DESCRIPTION OF THE TASK — Please filter the listing below and copy out every line that contains the string "rear".

Records —
* * * * * * *
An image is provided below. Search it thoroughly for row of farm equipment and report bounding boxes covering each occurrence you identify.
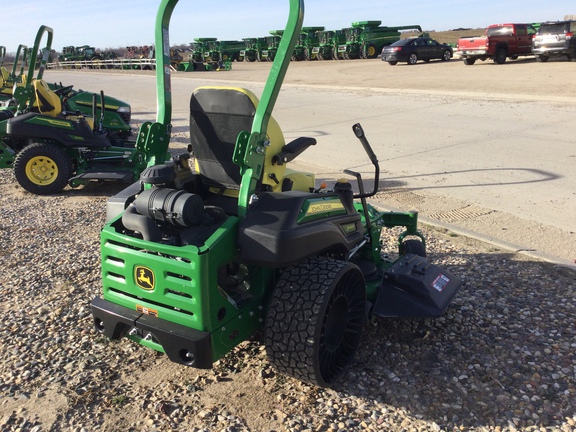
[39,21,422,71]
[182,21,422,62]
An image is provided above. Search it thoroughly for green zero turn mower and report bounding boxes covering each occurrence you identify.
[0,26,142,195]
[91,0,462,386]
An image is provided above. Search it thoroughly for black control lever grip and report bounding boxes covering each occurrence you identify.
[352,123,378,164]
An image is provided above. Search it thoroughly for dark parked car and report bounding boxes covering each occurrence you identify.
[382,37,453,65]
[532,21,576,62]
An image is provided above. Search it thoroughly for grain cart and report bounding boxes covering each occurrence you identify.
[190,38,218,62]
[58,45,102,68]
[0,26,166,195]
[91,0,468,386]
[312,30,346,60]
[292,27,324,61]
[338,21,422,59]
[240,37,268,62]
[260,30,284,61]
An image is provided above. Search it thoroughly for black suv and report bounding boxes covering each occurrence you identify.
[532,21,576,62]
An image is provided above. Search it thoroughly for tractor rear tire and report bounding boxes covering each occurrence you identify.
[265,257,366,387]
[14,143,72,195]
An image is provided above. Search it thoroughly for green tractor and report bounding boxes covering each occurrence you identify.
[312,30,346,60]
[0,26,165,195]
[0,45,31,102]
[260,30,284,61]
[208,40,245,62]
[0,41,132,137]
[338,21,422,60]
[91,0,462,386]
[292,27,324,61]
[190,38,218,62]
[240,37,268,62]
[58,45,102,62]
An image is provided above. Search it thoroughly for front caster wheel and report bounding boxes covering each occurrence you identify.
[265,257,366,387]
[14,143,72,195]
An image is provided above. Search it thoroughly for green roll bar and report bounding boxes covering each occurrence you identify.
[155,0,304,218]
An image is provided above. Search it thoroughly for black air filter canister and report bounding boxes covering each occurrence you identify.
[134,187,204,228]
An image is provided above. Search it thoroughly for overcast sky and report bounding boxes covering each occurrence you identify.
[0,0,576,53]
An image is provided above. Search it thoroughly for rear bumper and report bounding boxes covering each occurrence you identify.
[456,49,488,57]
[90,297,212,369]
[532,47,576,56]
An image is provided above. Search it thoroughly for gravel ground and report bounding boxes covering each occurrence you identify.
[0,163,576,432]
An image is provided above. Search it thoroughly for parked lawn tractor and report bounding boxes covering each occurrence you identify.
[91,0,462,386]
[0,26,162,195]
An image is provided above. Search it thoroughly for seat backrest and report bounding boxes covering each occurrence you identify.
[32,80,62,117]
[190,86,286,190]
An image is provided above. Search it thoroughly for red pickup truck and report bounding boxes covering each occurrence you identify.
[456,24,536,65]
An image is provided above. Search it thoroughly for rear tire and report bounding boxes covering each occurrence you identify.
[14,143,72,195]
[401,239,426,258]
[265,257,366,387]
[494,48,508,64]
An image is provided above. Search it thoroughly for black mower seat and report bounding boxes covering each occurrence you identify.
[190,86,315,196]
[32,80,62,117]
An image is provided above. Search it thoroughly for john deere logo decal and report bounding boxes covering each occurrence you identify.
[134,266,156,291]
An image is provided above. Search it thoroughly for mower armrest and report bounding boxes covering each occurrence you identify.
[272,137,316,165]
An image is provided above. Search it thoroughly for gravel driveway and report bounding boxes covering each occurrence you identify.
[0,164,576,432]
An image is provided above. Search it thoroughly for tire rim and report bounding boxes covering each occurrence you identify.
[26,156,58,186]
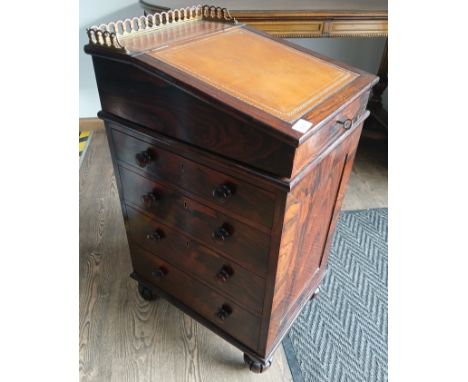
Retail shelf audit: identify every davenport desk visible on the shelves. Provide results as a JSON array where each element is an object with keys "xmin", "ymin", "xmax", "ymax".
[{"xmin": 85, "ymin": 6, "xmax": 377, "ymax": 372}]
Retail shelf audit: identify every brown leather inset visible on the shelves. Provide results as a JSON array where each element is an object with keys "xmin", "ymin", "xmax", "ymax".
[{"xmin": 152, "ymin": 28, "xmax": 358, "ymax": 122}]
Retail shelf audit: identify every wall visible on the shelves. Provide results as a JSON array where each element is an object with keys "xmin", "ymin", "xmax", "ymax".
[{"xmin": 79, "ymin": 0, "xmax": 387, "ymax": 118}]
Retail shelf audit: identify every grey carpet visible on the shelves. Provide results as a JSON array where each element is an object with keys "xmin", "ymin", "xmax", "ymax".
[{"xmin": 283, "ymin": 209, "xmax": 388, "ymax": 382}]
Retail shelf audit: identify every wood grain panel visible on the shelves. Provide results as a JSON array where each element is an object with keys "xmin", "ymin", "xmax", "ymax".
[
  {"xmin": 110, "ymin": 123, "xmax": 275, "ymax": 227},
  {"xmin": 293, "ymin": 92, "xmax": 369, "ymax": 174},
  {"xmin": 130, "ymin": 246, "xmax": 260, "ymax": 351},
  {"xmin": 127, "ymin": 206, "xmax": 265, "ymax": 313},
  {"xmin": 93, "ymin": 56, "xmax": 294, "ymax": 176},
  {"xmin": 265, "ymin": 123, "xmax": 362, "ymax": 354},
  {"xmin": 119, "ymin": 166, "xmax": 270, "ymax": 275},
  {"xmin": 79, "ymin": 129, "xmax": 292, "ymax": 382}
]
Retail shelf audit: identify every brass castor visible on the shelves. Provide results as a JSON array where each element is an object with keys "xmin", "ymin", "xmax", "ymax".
* * * * * * *
RESULT BELOW —
An image is provided above. Search it thoroughly for tractor rear tire and report bounding boxes covering each occurrence you identify.
An image is provided above. Search it thoroughly for rear bumper and report bounding boxes covering each occurrence you identify.
An image is provided above. Search it thoroughly for rear tire and report bounding boxes covering each occurrence you identify.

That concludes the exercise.